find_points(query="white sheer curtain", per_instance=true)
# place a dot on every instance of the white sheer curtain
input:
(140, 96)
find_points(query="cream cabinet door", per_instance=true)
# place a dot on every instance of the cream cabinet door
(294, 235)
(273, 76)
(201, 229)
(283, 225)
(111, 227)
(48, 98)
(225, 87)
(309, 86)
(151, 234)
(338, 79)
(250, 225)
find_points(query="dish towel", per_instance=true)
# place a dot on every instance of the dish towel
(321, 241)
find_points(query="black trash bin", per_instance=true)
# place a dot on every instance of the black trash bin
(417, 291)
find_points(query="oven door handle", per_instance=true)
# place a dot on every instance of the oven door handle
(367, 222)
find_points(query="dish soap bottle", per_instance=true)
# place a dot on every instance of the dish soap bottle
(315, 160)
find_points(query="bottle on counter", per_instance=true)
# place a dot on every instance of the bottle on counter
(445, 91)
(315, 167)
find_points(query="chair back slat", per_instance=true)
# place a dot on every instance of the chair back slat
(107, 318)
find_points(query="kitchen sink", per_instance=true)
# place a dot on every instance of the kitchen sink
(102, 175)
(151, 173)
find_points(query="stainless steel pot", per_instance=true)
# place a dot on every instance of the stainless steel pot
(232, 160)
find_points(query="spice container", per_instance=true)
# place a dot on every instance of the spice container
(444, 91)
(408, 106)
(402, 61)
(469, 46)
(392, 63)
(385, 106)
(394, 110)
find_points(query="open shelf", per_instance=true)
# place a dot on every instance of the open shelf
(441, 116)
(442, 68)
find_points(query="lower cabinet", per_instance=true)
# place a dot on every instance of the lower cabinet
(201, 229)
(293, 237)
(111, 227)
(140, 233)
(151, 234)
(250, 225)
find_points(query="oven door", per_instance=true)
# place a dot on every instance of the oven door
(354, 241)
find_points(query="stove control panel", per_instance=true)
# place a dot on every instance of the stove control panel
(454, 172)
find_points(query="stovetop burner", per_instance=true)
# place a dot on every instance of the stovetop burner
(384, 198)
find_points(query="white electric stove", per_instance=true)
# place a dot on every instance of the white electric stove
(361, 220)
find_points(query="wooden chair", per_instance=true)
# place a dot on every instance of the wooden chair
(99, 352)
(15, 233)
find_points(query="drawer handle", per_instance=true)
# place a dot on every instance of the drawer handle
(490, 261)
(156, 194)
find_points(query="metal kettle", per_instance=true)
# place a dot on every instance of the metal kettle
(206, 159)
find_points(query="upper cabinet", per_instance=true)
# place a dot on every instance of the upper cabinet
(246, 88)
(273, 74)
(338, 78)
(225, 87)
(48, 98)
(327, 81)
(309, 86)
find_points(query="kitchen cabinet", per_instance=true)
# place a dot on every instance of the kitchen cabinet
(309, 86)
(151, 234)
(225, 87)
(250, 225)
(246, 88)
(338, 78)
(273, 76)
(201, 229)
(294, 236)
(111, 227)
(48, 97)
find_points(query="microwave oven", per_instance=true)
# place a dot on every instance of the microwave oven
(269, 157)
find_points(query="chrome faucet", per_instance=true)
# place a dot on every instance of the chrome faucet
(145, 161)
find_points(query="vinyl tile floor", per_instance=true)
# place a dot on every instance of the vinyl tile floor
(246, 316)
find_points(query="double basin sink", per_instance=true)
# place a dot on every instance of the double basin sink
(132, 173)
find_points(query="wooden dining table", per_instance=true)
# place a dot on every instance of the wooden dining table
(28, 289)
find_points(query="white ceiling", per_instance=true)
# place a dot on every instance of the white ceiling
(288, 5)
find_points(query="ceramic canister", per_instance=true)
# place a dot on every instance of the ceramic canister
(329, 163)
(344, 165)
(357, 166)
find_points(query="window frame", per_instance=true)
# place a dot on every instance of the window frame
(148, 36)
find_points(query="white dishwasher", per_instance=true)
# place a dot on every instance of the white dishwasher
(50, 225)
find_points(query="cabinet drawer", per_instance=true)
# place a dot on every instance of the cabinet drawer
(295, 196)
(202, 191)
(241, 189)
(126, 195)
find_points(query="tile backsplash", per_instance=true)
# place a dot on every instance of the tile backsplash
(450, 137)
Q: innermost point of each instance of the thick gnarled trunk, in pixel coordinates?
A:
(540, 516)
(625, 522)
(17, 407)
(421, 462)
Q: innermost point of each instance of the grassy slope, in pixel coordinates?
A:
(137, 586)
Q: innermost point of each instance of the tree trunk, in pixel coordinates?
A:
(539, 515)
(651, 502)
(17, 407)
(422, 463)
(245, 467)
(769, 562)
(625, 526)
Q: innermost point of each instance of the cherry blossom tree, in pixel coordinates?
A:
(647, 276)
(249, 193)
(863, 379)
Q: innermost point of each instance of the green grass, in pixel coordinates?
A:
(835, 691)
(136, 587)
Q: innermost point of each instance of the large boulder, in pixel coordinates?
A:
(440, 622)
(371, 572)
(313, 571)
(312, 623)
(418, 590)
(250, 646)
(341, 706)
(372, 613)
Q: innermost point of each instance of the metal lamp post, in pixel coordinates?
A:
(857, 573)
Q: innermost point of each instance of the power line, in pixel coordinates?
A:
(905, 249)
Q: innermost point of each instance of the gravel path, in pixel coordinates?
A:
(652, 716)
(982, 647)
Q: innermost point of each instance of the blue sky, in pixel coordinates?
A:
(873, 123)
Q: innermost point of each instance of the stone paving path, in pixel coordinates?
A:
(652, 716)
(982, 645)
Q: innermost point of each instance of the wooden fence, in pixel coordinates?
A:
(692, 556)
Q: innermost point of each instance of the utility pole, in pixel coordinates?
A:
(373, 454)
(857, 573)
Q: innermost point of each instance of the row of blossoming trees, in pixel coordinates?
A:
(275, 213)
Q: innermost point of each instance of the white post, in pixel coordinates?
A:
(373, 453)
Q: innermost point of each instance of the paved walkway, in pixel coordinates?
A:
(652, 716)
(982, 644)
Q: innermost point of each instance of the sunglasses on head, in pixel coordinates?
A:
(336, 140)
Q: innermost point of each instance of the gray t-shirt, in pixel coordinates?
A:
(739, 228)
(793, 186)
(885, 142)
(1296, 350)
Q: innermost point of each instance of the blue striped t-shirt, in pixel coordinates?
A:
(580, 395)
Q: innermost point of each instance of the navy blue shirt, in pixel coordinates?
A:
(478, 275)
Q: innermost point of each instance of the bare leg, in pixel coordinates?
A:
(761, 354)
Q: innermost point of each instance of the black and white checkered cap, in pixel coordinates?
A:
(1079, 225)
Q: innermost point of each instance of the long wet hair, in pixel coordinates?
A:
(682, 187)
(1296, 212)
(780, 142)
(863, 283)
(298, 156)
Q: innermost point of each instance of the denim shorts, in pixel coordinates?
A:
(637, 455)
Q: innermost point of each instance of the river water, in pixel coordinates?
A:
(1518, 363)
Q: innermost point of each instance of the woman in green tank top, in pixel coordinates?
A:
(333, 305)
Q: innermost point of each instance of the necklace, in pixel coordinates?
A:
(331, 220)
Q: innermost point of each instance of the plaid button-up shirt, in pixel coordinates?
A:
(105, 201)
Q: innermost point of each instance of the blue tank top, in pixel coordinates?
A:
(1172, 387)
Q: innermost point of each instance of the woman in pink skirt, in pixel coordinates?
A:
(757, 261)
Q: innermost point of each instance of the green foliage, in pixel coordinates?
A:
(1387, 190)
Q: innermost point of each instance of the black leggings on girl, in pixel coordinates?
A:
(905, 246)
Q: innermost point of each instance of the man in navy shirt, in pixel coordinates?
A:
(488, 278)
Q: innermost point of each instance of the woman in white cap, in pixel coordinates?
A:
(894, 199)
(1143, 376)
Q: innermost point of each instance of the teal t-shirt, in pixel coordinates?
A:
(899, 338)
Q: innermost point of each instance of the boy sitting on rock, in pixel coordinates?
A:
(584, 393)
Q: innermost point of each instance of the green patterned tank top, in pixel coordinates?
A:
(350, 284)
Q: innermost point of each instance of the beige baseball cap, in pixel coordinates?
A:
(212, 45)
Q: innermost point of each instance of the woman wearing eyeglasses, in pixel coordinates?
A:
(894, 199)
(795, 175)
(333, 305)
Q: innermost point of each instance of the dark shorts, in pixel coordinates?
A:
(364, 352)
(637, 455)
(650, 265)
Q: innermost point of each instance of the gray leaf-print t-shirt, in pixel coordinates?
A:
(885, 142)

· · · · · · ·

• **INSTRUCTION**
Revise the material starting with the line that contains "Q: innermost point of each instance of the sunglasses" and going on through the line that contains "(1143, 376)": swap every "innermost point" for "central point" and keep everything else unchanged. Output only those lines.

• **COMPLETED TASK**
Q: central point of each instance of the sunglasses on head, in pixel coordinates?
A:
(336, 140)
Q: central point of each instance of the gray t-shirt, in pixel coordinates?
A:
(739, 228)
(793, 186)
(885, 142)
(1296, 350)
Q: central point of each instance of the blue striped t-shirt, in pixel coordinates?
A:
(580, 395)
Q: central point of each instance of the navy blue shirt, in pixel coordinates?
A:
(478, 275)
Q: central point of each instance of the bare leg, in pixel coordinates?
A:
(761, 354)
Q: central point of each instance of the black and white checkered cap, in pixel coordinates?
A:
(1079, 225)
Q: central point of each instance of the long wet hair, in pixel coordinates?
A:
(682, 187)
(1296, 212)
(780, 142)
(863, 283)
(298, 156)
Q: central point of each instance of the denim shorts, in pixel coordinates?
A:
(637, 455)
Q: central point of each instance of the river water, in pixel coordinates?
A:
(1518, 363)
Q: central point of each instance of the woman in green tank top, in pixel coordinates?
A:
(333, 305)
Q: central point of each instance of the necklace, in pixel coordinates?
A:
(331, 220)
Q: central point of each instance of the plaid button-up shirt, in pixel coordinates?
A:
(105, 201)
Q: central point of each instance of the blue tank top, in pixel coordinates?
A:
(1172, 387)
Q: central point of each instance of the woman in pink skirt, in pixel coordinates?
A:
(757, 261)
Q: central point of each instance of the green foliage, in pixel coordinates?
A:
(1387, 190)
Q: central point of each instance of the black leggings on girl, in pixel coordinates?
A:
(905, 246)
Q: central point of each instance of the man in navy shirt, in pixel coordinates?
A:
(488, 278)
Q: central point of each instance of the woman in white cap, in pixel coordinates?
A:
(894, 199)
(1143, 376)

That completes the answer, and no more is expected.